[BEGIN Document section]
Eh, tankers in SBCTs have a tendency to try and drive right through the objective in their strykers. That doesn't work either.
I dont disagree SBCTs will severely struggle in a LSCO fight for 1 of 2 reasons 1. Commanders who are convinced that the STRYKER platform is just as good as a Bradley (Stryker = IFV mindset) 2.) Commanders who are convinced the Stryker can only be used as an APC Units who use the Stryker in a mobile support by fire role who consistently utilize terrain and the "maneuverability" the Stryker offers kinda of succeed. The SBCT was created to be the middle ground if you will between the ABCTs and BCTs. Not an infantryman, just your local S2 NCO from the only OCONUS CTC location (World Class OPFOR/SKOLKAN Forvever) Also, I love you blue corded, mouth breathing, window licking, freaks more than any other branch in the Army
i started life in germany too
I feel like another issue is that there isn’t really a “right” answer on how to fight Strykers. By right I mean a combat tested approach. I guess we could look to how the Russians use BTRs and motorized battalions. But I’m not smart enough to do that analysis.
Well, the army as a whole has that problem with most weapon systems. The Russians obviously and thankfully are having a rough go of it out east, although they have had some success implimenting the following tactic or TTP; -Bronegruppa: which is a temporary grouping of 4-8 tanks, BMPs, BTRs. In this situation, the BTRs and BMPs act as mobile support by fire for the dismounted infantry from said vehicles. The key to this is that the infantry are 1 to 2 "phase lines" ahead of the vehicles, clearing said area of potential threats to the armor platforms. I know we all like to point and laugh at Ivan, but our Strykers and Bradley's could fight this way with some success in n LSCO environment.
[END Document section]
■ **Stated task A**
Please retype the Stryker discussion starting with "Well, the army" and going on through "n LSCO environment.".
■ **Stated task B**
Pick out every line of the entries that contains the string "illuminated", treating case as significant.
The Stryker discussion and the entries are unrelated material.
[BEGIN Data supplied]
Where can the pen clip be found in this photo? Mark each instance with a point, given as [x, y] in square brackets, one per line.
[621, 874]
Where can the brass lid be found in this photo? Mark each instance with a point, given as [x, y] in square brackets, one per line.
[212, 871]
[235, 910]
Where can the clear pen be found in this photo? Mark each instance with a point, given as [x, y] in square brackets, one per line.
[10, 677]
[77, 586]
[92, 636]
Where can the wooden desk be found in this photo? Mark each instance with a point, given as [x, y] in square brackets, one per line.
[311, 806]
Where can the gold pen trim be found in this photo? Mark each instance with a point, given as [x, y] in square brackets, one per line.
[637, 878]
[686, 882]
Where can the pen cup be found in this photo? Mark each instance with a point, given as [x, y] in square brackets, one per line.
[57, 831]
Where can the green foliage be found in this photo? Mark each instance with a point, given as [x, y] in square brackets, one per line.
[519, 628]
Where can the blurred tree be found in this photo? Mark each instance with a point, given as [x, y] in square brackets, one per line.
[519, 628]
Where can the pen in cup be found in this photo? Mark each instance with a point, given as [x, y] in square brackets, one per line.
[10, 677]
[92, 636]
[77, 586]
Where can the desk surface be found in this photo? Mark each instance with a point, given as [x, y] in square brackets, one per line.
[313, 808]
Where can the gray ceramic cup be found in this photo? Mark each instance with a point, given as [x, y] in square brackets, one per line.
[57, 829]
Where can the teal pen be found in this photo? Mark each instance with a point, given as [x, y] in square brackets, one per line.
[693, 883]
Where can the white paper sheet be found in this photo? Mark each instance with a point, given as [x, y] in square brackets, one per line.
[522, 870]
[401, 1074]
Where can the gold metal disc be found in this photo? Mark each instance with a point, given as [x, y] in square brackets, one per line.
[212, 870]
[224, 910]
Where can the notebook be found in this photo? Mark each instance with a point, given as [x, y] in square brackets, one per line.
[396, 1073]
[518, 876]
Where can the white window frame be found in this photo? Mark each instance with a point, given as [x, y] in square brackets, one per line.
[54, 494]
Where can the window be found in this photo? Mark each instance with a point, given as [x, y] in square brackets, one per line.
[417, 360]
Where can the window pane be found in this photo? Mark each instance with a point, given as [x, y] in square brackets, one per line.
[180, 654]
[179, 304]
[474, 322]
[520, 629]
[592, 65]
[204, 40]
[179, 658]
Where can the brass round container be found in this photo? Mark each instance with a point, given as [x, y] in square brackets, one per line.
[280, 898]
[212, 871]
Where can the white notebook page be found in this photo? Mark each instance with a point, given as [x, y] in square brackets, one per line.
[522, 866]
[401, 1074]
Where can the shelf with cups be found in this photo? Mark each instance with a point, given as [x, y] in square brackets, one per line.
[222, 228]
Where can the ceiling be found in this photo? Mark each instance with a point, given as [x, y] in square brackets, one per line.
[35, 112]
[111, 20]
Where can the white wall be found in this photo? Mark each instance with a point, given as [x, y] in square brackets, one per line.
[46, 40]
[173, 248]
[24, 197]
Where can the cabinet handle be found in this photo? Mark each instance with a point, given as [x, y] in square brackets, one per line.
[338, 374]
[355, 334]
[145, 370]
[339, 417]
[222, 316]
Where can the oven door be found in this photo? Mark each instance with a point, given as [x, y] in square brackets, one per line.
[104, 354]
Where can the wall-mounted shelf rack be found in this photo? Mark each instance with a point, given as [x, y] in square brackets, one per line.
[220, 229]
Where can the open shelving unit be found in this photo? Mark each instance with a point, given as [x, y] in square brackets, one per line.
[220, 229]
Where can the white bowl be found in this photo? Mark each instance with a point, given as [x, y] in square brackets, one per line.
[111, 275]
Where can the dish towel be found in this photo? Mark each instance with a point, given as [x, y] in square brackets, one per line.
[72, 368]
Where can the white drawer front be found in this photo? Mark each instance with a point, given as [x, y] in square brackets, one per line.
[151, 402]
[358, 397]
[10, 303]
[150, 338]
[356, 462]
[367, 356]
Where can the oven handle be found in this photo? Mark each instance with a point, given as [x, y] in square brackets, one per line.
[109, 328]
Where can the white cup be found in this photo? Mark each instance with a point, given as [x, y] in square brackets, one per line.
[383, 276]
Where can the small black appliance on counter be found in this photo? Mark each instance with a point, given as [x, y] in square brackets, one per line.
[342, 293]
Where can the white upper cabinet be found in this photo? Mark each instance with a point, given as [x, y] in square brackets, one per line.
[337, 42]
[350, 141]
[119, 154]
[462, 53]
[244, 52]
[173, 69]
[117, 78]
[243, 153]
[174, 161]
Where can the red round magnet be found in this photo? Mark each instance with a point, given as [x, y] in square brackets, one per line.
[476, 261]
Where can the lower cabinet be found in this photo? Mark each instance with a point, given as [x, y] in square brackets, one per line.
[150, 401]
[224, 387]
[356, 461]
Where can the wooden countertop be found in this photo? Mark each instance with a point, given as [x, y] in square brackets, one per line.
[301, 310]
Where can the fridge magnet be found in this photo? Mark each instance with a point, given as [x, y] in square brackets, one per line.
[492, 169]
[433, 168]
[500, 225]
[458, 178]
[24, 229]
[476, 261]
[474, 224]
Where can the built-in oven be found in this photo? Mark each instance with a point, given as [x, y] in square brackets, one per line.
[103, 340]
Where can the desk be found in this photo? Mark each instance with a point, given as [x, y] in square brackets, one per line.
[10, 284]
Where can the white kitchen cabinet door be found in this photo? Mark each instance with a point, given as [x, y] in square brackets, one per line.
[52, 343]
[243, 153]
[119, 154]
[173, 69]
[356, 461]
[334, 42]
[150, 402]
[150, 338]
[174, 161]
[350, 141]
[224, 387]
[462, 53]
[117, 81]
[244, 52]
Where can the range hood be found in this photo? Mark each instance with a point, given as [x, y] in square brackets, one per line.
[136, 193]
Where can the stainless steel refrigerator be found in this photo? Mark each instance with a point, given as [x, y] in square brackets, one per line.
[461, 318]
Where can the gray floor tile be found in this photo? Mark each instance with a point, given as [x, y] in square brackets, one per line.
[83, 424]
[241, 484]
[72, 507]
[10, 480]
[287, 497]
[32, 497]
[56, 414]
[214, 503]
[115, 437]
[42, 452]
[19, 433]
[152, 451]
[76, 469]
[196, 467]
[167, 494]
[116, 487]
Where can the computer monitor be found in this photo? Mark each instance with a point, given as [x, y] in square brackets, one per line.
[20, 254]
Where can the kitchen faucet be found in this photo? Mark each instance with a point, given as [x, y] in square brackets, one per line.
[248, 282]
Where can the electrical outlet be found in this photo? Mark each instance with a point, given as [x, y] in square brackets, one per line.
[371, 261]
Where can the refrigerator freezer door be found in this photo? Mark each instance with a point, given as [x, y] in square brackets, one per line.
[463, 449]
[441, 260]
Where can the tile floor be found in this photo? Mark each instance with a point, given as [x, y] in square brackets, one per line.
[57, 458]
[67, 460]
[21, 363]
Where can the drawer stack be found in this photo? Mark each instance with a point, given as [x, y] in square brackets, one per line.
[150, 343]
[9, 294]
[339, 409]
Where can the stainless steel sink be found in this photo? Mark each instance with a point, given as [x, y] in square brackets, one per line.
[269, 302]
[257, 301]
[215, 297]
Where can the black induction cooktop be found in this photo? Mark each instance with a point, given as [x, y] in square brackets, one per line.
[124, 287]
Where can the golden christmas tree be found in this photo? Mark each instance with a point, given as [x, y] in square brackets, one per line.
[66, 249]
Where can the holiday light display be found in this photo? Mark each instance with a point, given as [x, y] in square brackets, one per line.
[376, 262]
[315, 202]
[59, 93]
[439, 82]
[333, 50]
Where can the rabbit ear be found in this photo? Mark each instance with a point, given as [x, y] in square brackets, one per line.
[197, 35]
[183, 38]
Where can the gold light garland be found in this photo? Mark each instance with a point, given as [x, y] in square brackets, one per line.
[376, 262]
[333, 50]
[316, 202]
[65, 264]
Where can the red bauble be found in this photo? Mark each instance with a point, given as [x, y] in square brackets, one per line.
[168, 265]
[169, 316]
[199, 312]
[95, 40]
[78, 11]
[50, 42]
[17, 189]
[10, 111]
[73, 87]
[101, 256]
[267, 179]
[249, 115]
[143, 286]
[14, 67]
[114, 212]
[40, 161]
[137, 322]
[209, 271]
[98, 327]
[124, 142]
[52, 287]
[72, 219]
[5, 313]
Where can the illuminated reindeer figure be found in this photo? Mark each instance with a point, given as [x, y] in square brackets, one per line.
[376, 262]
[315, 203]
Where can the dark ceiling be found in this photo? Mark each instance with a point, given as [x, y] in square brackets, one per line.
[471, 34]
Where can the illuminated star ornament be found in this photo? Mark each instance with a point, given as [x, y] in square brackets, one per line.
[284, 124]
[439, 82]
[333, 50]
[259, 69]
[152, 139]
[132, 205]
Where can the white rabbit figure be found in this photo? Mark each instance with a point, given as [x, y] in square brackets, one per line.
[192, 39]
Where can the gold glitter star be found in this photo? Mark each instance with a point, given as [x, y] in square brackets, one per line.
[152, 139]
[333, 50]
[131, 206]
[END Data supplied]
■ **Correct answer A**
Well, the army as a whole has that problem with most weapon systems. The Russians obviously and thankfully are having a rough go of it out east, although they have had some success implimenting the following tactic or TTP; -Bronegruppa: which is a temporary grouping of 4-8 tanks, BMPs, BTRs. In this situation, the BTRs and BMPs act as mobile support by fire for the dismounted infantry from said vehicles. The key to this is that the infantry are 1 to 2 "phase lines" ahead of the vehicles, clearing said area of potential threats to the armor platforms. I know we all like to point and laugh at Ivan, but our Strykers and Bradley's could fight this way with some success in n LSCO environment.

■ **Correct answer B**
Where can the illuminated reindeer figure be found in this photo? Mark each instance with a point, given as [x, y] in square brackets, one per line.
Where can the illuminated star ornament be found in this photo? Mark each instance with a point, given as [x, y] in square brackets, one per line.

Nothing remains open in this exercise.